[Point annotation records]
— begin —

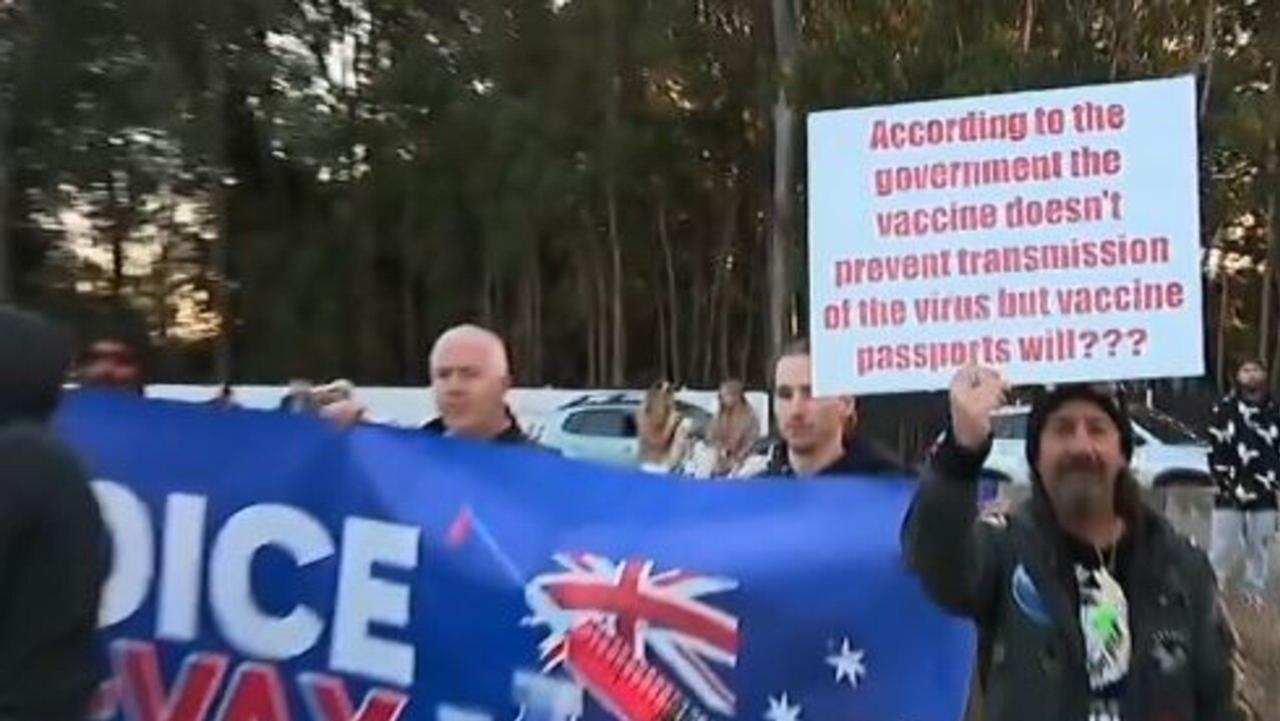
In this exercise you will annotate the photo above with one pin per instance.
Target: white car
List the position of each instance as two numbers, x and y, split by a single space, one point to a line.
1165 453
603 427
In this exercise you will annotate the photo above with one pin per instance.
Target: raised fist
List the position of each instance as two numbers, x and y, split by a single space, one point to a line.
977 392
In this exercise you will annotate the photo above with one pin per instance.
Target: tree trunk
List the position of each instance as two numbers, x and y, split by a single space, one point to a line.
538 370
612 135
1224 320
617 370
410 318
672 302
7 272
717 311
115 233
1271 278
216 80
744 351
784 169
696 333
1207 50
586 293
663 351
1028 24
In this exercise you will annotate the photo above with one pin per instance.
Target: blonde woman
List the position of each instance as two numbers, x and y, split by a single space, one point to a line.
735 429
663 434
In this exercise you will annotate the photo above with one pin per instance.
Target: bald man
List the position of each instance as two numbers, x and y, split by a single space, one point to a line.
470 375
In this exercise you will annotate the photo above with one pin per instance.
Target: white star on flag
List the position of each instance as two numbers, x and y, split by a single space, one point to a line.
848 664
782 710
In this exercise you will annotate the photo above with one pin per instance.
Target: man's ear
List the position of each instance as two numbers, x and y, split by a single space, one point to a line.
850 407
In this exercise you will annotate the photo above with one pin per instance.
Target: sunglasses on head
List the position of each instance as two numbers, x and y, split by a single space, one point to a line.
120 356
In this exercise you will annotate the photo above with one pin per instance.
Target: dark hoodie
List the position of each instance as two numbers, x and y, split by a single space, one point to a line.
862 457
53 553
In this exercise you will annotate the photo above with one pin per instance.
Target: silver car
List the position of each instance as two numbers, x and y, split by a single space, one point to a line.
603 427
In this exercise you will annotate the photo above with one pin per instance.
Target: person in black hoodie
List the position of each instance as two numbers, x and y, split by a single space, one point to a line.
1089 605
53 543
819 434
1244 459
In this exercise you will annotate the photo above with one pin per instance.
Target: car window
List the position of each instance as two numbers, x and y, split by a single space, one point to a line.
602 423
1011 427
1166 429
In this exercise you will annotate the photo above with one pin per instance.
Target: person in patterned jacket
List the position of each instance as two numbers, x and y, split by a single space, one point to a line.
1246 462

— end —

**SHORT TASK:** Each line of the data is to be duplicated exactly; pictures stay out of the copy.

**WRITTEN RESPONSE:**
In this exercise you will annotate the photo above with one pin per instance.
Target: white car
List the position of each instance as two numbers, x and y, split by a single space, one point to a line.
1165 453
603 427
In this exercise you will annotate the photo above with one pin per instance.
Target: raised fist
List the position of each instance as two numbers, x and y, split by a single space, one point to a line.
977 392
In this exercise you will annotate the photo above with one pin per instance.
Target: tree trunk
List the position of each instance as two numbers, x and y, split by a single space, one point to a line.
538 370
612 135
1224 320
617 370
410 318
672 302
7 272
717 311
115 233
1271 278
216 80
744 351
784 169
696 333
1207 50
586 293
663 351
1028 24
In this exercise you will annotate the photo above with one pin per instance.
Target: blonde woman
List the position of each instance as two numbers, x and y, split by a single space, one point to a line.
735 429
663 434
In this exercise you will annotate the photo above with one pin per instance.
Target: bald man
List the position of each instance as two numbers, x and y, split by a single space, one point to a line.
470 375
In this exercise you will annotate the photo above with one pin per instance.
Target: white star on flag
List the position of each instance as two numbers, x and y, split by a single space, one point to a line.
848 664
782 710
In this exercise you will annotate the photo above with one pin per instance.
Target: man's ear
List the position of each instance as two numbers, x and y, split by a single space, one point to a line.
850 407
In this exercise you will annotate the photo above with one pin per instance.
Target: sunglasses on head
List the position of each instance as two numbers, x and y, split by a single space, one point to a line.
120 356
In this exercise you will annotate the photo above with one pin per instance.
Target: dark hoodie
List the position of each instance as two numbers, x and y, split by a single space, one point to a line.
862 457
53 553
In this exercise you will annotate the photo above with one pin per instance.
Target: silver car
List the position of each instance as two numbers, x and y, split by a single space, one point to a line.
603 427
In this exercise you will annotate the photo above with one pin per instance.
Target: person in black hoodie
List the position of each instance as two numbers, x and y, split by a single space, one point to a line.
1089 605
53 543
819 434
1244 459
In this exercise you will annotate the photo above with one pin per instance.
Target: car window
List the position of each instance as two numbers, x and y, split by a single space, one point to a line.
602 423
1011 427
1166 429
In this exercise you will annotate the photo above with one pin per instance.
Target: person in patterned jacket
List the position of each instance as two numbers, x and y, split by a single space, one point to a line.
1246 462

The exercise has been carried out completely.